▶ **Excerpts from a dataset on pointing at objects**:
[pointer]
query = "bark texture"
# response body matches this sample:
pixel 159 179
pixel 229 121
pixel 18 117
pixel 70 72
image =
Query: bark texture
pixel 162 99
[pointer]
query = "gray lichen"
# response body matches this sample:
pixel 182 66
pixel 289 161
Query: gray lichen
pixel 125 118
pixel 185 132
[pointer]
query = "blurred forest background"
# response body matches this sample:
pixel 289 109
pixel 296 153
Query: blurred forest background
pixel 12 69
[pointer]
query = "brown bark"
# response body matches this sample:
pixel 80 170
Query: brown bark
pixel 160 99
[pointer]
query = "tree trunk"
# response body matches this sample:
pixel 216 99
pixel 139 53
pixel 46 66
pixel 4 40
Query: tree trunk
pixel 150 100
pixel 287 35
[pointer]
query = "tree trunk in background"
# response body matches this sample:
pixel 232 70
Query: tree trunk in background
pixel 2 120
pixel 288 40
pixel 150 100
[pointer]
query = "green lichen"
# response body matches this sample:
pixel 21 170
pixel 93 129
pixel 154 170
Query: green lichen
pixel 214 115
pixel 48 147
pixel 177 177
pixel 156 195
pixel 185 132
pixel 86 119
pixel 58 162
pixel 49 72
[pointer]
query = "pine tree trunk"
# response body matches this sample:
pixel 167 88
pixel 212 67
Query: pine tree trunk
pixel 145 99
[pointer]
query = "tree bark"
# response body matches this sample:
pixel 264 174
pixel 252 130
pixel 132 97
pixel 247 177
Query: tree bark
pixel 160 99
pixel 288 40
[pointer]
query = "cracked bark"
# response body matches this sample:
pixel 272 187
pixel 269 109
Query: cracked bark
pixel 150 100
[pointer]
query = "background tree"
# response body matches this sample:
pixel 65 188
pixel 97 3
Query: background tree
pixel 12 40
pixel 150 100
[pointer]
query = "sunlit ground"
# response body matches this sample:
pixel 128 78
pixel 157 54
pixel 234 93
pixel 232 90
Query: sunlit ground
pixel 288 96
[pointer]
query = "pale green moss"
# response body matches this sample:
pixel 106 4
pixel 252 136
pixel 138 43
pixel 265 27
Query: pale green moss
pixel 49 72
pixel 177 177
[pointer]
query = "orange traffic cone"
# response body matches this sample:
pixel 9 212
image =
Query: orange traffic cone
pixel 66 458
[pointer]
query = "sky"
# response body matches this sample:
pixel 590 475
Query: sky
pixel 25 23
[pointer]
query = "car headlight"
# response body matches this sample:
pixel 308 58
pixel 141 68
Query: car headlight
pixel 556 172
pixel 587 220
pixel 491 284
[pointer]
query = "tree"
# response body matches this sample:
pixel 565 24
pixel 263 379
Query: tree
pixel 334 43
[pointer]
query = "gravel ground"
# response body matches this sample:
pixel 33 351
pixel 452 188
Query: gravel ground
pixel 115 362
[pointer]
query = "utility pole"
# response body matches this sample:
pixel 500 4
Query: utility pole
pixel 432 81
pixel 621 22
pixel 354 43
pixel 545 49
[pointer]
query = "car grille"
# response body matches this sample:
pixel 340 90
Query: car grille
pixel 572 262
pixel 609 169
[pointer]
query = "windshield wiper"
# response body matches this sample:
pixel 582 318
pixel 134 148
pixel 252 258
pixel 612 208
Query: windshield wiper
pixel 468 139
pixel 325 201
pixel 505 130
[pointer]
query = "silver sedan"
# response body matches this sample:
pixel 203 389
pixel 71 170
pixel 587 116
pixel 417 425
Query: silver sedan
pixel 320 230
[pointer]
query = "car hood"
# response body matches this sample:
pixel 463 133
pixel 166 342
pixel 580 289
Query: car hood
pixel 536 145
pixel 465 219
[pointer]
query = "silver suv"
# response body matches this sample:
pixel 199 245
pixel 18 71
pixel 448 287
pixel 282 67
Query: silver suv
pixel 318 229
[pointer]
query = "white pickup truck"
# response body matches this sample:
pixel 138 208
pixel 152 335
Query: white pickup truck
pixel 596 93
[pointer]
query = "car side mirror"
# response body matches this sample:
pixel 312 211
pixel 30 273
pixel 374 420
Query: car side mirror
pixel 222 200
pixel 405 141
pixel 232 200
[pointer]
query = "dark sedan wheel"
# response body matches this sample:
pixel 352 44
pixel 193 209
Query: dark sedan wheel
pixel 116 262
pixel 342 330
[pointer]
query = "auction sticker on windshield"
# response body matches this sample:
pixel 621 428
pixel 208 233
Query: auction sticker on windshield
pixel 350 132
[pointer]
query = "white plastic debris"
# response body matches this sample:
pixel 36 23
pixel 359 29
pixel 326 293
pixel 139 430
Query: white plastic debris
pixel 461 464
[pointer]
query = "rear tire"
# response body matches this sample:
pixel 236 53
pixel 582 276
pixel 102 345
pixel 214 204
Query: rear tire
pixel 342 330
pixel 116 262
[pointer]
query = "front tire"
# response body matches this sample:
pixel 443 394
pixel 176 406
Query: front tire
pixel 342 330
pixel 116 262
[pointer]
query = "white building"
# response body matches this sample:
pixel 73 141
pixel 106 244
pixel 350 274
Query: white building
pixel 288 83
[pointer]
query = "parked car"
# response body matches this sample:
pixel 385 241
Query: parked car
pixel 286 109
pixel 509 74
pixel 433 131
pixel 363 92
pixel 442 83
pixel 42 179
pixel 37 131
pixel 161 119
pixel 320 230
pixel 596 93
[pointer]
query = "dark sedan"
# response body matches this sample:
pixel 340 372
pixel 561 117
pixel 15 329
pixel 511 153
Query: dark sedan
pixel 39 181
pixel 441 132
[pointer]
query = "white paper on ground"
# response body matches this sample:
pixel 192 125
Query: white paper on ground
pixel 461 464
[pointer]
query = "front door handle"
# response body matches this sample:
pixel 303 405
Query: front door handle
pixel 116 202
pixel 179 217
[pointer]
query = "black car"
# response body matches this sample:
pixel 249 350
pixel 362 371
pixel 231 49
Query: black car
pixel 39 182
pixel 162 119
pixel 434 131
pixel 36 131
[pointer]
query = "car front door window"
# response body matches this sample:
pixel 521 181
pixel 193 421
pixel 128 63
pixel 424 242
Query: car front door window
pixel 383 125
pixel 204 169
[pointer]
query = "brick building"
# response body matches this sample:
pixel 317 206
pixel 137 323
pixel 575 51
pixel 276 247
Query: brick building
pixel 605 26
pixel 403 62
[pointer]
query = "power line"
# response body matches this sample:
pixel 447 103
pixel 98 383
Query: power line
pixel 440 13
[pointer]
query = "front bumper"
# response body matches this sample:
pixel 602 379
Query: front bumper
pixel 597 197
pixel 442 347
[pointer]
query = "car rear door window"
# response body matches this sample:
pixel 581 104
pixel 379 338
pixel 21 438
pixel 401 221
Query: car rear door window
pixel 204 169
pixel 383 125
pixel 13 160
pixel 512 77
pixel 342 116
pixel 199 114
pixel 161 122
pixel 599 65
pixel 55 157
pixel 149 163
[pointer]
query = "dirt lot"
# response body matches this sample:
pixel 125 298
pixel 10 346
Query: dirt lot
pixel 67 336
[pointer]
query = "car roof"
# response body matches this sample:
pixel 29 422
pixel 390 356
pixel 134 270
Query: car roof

==

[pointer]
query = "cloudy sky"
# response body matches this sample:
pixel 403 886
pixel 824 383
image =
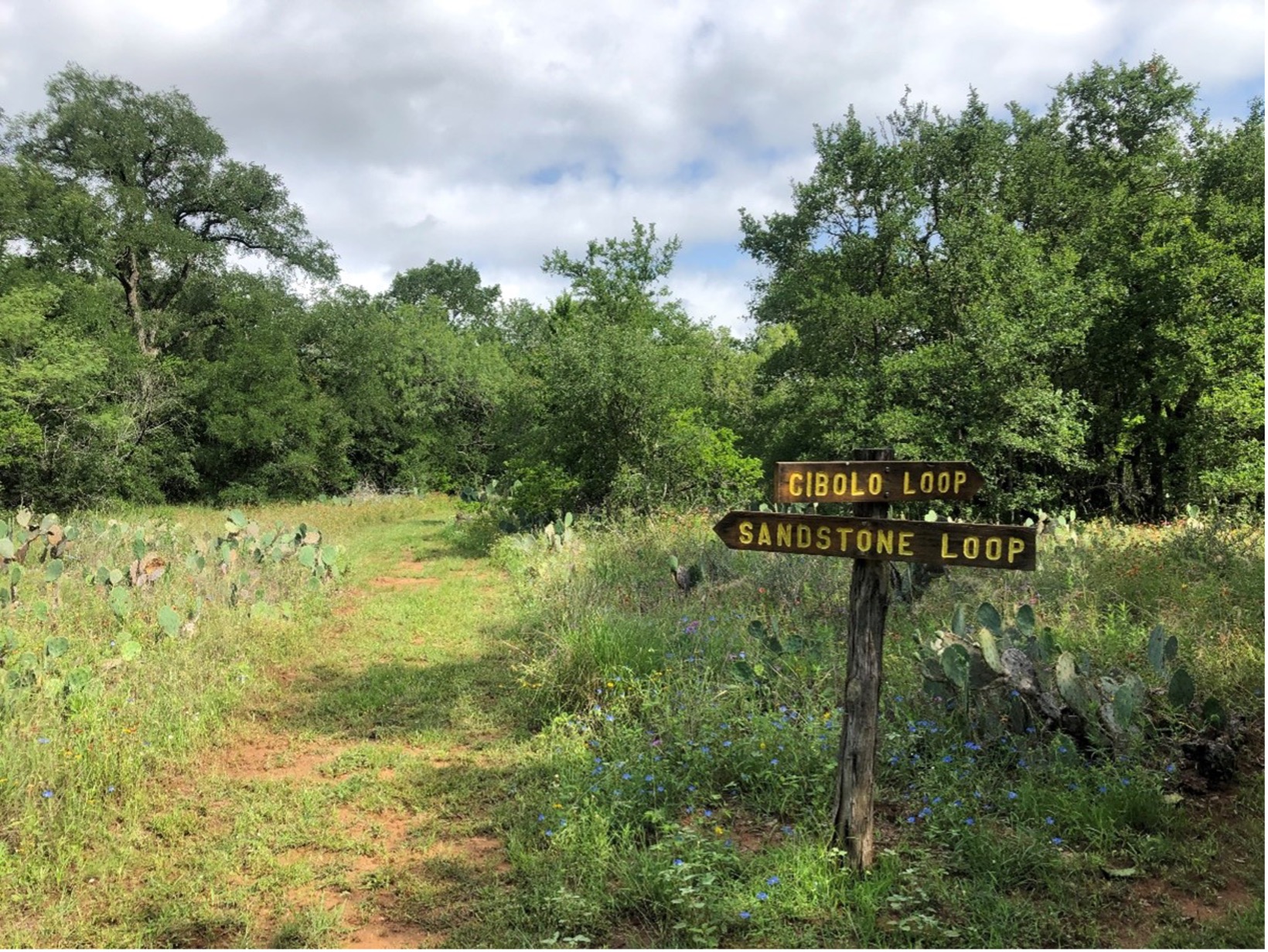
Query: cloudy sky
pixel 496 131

▶ **What you need to do**: Which lines in the records contain the string "silver"? Show every one of them in full.

▶ **Task response**:
query = "silver sedan"
Query: silver sedan
query = "silver suv"
Query: silver suv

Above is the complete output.